• _RECORDS TO USE_
────

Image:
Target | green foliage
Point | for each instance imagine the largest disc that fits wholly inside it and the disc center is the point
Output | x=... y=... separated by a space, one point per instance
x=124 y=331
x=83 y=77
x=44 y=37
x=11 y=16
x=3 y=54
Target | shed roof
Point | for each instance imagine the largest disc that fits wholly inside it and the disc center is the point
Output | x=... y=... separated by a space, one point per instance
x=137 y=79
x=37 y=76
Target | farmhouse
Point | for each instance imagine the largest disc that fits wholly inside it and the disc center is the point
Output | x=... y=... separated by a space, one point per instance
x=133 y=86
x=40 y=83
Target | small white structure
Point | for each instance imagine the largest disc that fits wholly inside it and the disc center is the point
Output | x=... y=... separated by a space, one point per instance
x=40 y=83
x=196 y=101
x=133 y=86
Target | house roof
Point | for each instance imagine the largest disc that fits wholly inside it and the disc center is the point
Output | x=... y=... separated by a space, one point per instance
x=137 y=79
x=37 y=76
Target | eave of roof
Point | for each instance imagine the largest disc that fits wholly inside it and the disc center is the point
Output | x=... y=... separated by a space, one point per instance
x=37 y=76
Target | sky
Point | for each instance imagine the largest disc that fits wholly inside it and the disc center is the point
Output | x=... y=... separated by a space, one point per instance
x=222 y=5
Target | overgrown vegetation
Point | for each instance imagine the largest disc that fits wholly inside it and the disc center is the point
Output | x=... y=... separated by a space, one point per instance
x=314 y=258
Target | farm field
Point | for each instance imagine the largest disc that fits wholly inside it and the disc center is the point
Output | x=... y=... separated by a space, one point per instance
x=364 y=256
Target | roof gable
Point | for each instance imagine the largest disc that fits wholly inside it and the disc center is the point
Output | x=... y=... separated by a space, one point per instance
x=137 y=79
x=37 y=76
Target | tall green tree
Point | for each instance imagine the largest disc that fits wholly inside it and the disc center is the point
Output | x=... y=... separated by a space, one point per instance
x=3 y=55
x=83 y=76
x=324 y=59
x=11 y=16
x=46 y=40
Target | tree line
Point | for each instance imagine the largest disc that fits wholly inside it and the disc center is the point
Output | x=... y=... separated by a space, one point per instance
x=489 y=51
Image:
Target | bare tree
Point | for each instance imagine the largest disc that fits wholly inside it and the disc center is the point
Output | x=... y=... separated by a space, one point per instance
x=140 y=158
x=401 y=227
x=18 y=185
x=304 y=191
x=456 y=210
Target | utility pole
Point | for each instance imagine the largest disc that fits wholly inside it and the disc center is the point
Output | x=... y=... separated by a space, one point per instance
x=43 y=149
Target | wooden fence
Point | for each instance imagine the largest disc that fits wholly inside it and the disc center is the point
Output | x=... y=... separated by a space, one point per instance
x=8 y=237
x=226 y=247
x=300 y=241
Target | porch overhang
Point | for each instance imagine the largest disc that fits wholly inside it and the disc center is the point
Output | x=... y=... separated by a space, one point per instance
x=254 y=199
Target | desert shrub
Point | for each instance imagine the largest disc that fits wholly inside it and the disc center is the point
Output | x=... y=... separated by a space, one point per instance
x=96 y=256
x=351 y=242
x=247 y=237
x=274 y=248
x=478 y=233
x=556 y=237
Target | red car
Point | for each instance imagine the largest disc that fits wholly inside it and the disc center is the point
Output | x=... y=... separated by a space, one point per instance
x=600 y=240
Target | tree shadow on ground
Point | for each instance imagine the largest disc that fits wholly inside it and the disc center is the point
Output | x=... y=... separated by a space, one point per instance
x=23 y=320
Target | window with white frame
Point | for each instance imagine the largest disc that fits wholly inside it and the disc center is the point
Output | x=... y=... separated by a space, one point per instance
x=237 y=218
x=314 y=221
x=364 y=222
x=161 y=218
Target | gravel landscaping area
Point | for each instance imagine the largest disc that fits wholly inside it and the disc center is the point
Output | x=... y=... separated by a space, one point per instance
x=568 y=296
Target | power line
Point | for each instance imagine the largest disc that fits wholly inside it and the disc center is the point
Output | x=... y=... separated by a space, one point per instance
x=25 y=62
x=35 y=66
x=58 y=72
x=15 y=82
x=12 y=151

────

• _INSTRUCTIONS TO FOLLOW_
Write out the entire listing above line for line, reproducing every character without any change.

• _EXERCISE SOLUTION_
Image:
Target | green foliage
Point | for each instance imagine the largest disc that fits wholly inside it and the disc center is the point
Output | x=... y=... separated by a space, one point per instance
x=124 y=331
x=83 y=77
x=44 y=37
x=11 y=16
x=3 y=54
Target | shed roof
Point | for each instance imagine the largest disc that fits wholly inside it and the disc center is the point
Output | x=... y=... separated by a space, one point per instance
x=137 y=79
x=37 y=76
Target | farmhouse
Point | for each instance imagine the largest disc that fits wholly inside it and the disc center is the point
Output | x=... y=... separated by a space, one point per instance
x=133 y=86
x=40 y=83
Target | small white structure
Point | for each instance imagine the largest disc that fits wholly inside it and the disc center is the point
Output | x=... y=... separated by a space, one point per instance
x=40 y=83
x=196 y=101
x=133 y=86
Target | house roof
Point | for each instance imagine the largest disc that fits wholly inside it and the disc center is the point
Output | x=... y=... separated by a space, one point per instance
x=137 y=79
x=37 y=76
Target | eave of roof
Point | for each instance imagine the largest disc that fits wholly inside it and the disc center is the point
Output | x=... y=... separated by a space, one point per instance
x=37 y=76
Target | sky
Point | for each instance imagine the largest disc that fits wholly inside it and the disc center is the point
Output | x=... y=... separated by a space, one point per instance
x=222 y=5
Target | overgrown vegetation
Point | for each instance imagine the largest disc that fits wholly inside it and the disc center is the point
Output | x=... y=... separated by a space, one point per instance
x=314 y=258
Target | farm field
Point | for each instance imagine the largest disc that fits wholly inside it and the disc center is the point
Output | x=... y=... separated by a space, one point per instance
x=364 y=256
Target | roof gable
Point | for each instance imagine the largest disc that fits wholly inside it and the disc center is the point
Output | x=... y=... separated by a space, one point per instance
x=137 y=79
x=37 y=76
Target | tall green tree
Point | for each instance imagine the largest disc that fits wholly inside it and the disc center is the point
Output | x=... y=... separated by a space, one point per instance
x=3 y=55
x=83 y=76
x=324 y=59
x=11 y=16
x=46 y=40
Target | tree line
Point | for each instance imagine the largest disc that fits wholly inside it and the disc center is the point
Output | x=... y=... separated by a space, one point per instance
x=489 y=51
Image:
Target | bare tree
Point | for each instance imagine the largest disc that fits wholly inside it and the disc center is the point
Output | x=... y=... separated by a space, one point per instance
x=140 y=158
x=401 y=227
x=18 y=185
x=304 y=191
x=456 y=210
Target | utility pole
Point | for each instance imagine the largest disc that fits wholly inside it and the disc center is the point
Output | x=... y=... separated by a space, one point per instance
x=43 y=149
Target | wooden fence
Point | for each instance imagine the largest disc that fits wholly inside it and the disc center is the point
Output | x=... y=... separated by a space, one point per instance
x=8 y=237
x=226 y=247
x=300 y=241
Target | porch overhang
Point | for each instance imagine the largest disc that fits wholly inside it and the disc center is the point
Output | x=... y=... separated by a space, one point per instance
x=254 y=199
Target | desert shrub
Point | for each instance imagine the largest disc that fits wholly inside it and the disc center is the point
Output | x=... y=... separated by a space, one point per instance
x=96 y=256
x=351 y=242
x=247 y=237
x=274 y=248
x=478 y=233
x=556 y=237
Target | red car
Point | for each instance imagine the largest disc that fits wholly inside it and the disc center is the point
Output | x=... y=... separated by a space, one point per instance
x=600 y=240
Target | tree shadow on ground
Point | for each instance imagine the largest disc that fits wholly inside it and the disc center is the point
Output | x=... y=... separated by a space, one point per instance
x=23 y=320
Target | window with white frame
Point | for each instance imagine the largest disc that fits wholly inside it and the disc center is the point
Output | x=... y=... separated by a space, one point per instance
x=237 y=218
x=314 y=221
x=364 y=222
x=161 y=218
Target | gravel landscaping area
Point | for each instance imagine the largest disc that fits wholly inside it and the disc center is the point
Output | x=... y=... separated by a space, one point per instance
x=568 y=296
Target | power line
Point | for each instance imagine the largest disc that fits wholly inside it and the disc center is the point
Output | x=... y=... separated by a space, one point per instance
x=25 y=62
x=35 y=66
x=58 y=72
x=15 y=82
x=12 y=151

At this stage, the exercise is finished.